━━━ Document excerpt

I have created below example with this video on youtube and this github repository.

It's based on 1 deployment with service and appropriate gateway, virtual service and destination rule.

Testing on gke with istio 1.7.4.

Example yamls.

apiVersion: apps/v1
kind: Deployment
metadata:
  labels:
    app: recommendation
    version: v2
  name: recommendation-v2
spec:
  replicas: 2
  selector:
    matchLabels:
      app: recommendation
      version: v2
  template:
    metadata:
      labels:
        app: recommendation
        version: v2
      annotations:
        sidecar.istio.io/inject: "true"
    spec:
      containers:
      - env:
        - name: JAVA_OPTIONS
          value: -Xms15m -Xmx15m -Xmn15m
        name: recommendation
        image: quay.io/rhdevelopers/istio-tutorial-recommendation:v2.2
        imagePullPolicy: IfNotPresent
        ports:
        - containerPort: 8080
          name: http
          protocol: TCP
        - containerPort: 8778
          name: jolokia
          protocol: TCP
        - containerPort: 9779
          name: prometheus
          protocol: TCP
        resources:
          requests:
            memory: "80Mi"
            cpu: "200m" # 1/5 core
          limits:
            memory: "120Mi"
            cpu: "500m"

━━━━━━

Task list:
1. In the Istio example, list each container port name along with its port number.
2. Please copy a passage from the Istio example word for word: begin at the words "I have created" and stop after the words "Example yamls.".

━━━ Data lines

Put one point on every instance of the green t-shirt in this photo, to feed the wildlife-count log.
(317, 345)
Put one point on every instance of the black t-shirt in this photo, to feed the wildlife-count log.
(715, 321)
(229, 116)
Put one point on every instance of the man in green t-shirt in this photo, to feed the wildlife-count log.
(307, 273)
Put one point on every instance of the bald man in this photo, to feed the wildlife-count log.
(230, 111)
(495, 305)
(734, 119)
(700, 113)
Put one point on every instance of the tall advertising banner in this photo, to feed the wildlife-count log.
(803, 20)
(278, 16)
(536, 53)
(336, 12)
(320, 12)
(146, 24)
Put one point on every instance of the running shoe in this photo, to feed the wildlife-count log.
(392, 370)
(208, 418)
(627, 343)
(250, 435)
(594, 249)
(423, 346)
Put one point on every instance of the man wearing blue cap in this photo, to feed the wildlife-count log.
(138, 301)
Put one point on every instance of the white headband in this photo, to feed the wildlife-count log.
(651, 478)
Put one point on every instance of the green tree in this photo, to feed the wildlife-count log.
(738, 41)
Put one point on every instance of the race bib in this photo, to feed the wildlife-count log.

━━━━━━
━━━ Data lines

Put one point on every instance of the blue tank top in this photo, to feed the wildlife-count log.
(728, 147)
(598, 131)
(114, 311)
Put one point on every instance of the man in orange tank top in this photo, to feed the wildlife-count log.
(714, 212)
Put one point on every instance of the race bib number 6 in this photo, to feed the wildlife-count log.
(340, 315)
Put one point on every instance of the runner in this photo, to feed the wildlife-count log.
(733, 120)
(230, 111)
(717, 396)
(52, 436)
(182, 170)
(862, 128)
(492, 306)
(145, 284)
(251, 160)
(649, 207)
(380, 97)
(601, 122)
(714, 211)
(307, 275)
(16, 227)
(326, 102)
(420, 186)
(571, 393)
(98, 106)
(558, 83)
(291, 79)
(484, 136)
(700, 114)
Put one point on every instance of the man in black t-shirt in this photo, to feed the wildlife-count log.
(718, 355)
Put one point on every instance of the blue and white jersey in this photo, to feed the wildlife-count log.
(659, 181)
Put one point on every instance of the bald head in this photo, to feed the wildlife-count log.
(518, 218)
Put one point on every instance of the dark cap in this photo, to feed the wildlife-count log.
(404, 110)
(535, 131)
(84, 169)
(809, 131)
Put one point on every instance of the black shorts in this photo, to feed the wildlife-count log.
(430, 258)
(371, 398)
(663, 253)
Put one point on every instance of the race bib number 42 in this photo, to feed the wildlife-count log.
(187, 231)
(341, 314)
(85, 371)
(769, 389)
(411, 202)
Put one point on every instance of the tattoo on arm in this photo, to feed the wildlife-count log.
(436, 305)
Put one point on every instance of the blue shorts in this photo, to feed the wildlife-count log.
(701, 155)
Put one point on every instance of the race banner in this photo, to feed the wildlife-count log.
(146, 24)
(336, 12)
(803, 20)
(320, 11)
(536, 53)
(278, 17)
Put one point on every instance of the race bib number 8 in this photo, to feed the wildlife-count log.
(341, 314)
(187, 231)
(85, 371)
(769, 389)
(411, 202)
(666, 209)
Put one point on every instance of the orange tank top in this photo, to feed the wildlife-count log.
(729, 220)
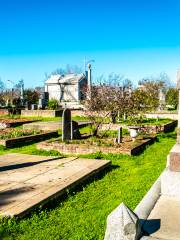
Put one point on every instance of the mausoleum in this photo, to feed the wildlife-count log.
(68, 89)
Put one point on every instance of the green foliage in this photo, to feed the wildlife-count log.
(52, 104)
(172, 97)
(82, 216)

━━━━━━

Responses by task:
1. http (8080), jolokia (8778), prometheus (9779)

2.
I have created below example with this video on youtube and this github repository.

It's based on 1 deployment with service and appropriate gateway, virtual service and destination rule.

Testing on gke with istio 1.7.4.

Example yamls.